__GIVEN REQUEST__
Rewrite everything from the line containing "Tag any visible red jacket in the frame." down to the line containing "348;83;621;197", with "Tag" changed to "Mark" and all else kept the same.

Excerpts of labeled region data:
- - -

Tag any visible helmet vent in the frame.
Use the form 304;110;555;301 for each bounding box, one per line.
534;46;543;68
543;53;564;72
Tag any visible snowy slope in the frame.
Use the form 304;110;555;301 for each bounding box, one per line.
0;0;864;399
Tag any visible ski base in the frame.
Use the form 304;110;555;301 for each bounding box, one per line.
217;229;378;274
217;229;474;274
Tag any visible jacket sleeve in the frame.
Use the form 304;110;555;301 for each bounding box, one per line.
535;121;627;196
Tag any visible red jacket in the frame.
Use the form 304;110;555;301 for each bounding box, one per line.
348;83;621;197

- - -

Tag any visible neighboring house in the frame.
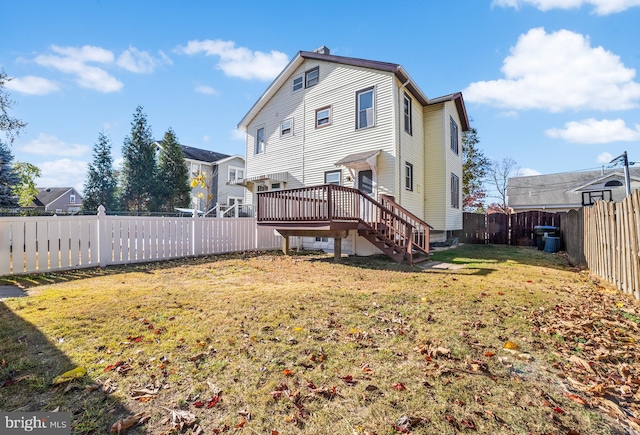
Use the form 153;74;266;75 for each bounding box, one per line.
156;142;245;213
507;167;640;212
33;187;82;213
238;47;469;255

- - -

__SOLUTION TO THE PROBLEM__
Mark any visible red jacket in the frame.
Use the form 304;110;555;301 for each bounding box, one per line.
348;83;621;197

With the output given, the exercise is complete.